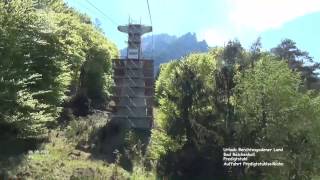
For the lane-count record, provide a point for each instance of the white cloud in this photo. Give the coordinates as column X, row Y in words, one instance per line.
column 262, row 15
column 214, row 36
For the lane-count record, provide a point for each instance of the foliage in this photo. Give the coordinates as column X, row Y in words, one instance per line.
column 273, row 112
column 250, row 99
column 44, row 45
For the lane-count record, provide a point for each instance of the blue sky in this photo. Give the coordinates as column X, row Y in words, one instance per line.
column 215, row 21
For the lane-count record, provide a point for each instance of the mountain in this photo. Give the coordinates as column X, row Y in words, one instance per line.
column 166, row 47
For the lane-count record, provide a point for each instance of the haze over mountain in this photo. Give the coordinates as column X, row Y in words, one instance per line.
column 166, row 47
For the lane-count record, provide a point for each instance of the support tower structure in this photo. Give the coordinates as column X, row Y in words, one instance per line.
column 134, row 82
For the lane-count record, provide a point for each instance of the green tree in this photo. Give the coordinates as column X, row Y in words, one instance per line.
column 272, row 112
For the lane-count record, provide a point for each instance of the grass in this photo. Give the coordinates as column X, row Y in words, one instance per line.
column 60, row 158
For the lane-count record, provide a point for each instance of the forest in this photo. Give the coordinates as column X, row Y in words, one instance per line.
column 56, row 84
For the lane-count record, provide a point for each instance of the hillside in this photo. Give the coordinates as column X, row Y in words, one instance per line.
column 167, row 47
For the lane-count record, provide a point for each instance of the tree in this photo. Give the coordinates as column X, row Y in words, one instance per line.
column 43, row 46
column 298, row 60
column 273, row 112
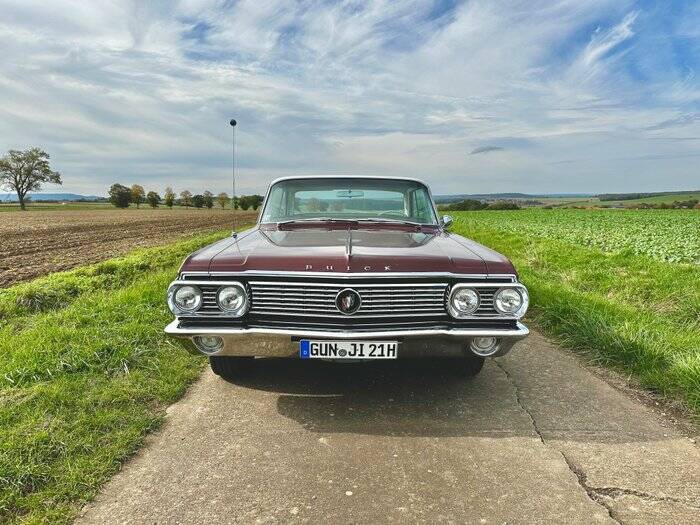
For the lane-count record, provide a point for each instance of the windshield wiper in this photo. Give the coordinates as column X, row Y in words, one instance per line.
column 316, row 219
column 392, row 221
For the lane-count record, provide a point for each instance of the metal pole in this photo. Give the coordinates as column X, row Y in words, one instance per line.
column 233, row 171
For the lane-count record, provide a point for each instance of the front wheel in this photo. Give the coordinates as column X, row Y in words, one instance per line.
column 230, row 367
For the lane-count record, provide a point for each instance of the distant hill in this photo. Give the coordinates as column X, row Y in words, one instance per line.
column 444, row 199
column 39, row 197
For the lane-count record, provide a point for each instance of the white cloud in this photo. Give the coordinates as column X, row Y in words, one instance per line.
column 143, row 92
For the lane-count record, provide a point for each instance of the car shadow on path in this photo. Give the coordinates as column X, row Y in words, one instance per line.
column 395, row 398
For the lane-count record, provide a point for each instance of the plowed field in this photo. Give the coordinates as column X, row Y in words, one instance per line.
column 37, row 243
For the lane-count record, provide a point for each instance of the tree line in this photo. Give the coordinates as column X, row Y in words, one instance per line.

──────

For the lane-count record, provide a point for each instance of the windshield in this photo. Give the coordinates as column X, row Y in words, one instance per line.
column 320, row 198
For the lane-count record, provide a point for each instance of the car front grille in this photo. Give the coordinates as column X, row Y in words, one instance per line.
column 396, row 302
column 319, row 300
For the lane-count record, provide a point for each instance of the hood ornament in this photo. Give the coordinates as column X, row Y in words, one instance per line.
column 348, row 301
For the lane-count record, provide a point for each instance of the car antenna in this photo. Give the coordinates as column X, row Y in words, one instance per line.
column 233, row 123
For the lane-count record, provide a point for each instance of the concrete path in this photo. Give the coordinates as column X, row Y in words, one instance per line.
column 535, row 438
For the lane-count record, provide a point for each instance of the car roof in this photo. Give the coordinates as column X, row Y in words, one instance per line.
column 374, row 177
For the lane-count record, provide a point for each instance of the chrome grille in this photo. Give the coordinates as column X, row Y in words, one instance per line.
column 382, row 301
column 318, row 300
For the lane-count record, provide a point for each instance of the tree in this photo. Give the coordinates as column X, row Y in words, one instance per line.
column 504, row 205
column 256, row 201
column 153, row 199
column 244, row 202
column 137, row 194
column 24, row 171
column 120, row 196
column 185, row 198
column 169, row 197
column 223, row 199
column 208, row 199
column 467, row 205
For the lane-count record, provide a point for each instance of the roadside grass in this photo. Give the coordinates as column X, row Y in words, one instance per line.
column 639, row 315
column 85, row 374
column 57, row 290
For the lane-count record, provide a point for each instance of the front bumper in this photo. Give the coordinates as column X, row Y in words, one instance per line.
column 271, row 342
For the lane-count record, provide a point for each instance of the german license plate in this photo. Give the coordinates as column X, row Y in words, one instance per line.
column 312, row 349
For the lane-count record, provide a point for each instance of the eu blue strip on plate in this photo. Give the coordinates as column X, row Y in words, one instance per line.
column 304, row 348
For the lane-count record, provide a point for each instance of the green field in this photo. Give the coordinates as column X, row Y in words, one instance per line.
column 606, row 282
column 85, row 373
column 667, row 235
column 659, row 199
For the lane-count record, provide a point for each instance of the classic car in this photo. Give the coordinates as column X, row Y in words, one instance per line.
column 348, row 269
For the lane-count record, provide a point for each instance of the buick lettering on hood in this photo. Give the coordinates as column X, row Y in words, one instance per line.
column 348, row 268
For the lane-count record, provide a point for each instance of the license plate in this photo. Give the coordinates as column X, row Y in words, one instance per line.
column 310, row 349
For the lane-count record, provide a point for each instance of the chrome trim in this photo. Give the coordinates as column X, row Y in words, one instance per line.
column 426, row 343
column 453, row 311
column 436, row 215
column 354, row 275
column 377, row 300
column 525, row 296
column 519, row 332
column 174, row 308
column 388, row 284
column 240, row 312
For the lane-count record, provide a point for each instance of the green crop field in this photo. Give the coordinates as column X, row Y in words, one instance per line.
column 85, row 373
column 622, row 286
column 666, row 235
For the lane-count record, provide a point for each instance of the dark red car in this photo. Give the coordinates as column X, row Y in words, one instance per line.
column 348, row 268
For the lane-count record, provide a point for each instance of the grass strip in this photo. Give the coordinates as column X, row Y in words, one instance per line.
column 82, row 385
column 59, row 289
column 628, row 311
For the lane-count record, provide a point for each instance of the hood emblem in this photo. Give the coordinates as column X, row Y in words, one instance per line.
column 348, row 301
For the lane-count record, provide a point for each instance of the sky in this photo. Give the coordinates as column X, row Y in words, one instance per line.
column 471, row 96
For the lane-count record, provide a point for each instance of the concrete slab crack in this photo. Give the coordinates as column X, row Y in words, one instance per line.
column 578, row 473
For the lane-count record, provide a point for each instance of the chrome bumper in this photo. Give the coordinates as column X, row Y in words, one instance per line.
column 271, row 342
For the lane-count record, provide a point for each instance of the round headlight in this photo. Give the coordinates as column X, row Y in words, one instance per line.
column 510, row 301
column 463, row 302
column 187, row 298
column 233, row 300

──────

About this exercise: Reproduce word for word the material above, beginning with the line that contains "of the distant" and ending with the line that contains "the tree line".

Solution for this problem:
For the lane-count record, provide a point for each instance of the distant hill in this photo. Give the coordinates as column X, row Y in words, one instance per line.
column 444, row 199
column 39, row 197
For the lane-count record, provide a point for each instance of the white cloud in this photo. Give the coordinates as column X, row Y in words, one instance per line.
column 143, row 92
For the lane-count record, provide a point for each instance of the car shadow on path in this photo. Give the coordinates as column X, row Y in words, one instance per line.
column 395, row 398
For the lane-count record, provide a point for each instance of the plowed field in this photo. Give the coordinates as column X, row Y in words, one instance per line.
column 37, row 243
For the lane-count record, provide a point for each instance of the tree line in this photo. Give the coordinates as column X, row Y in words, one instance per line.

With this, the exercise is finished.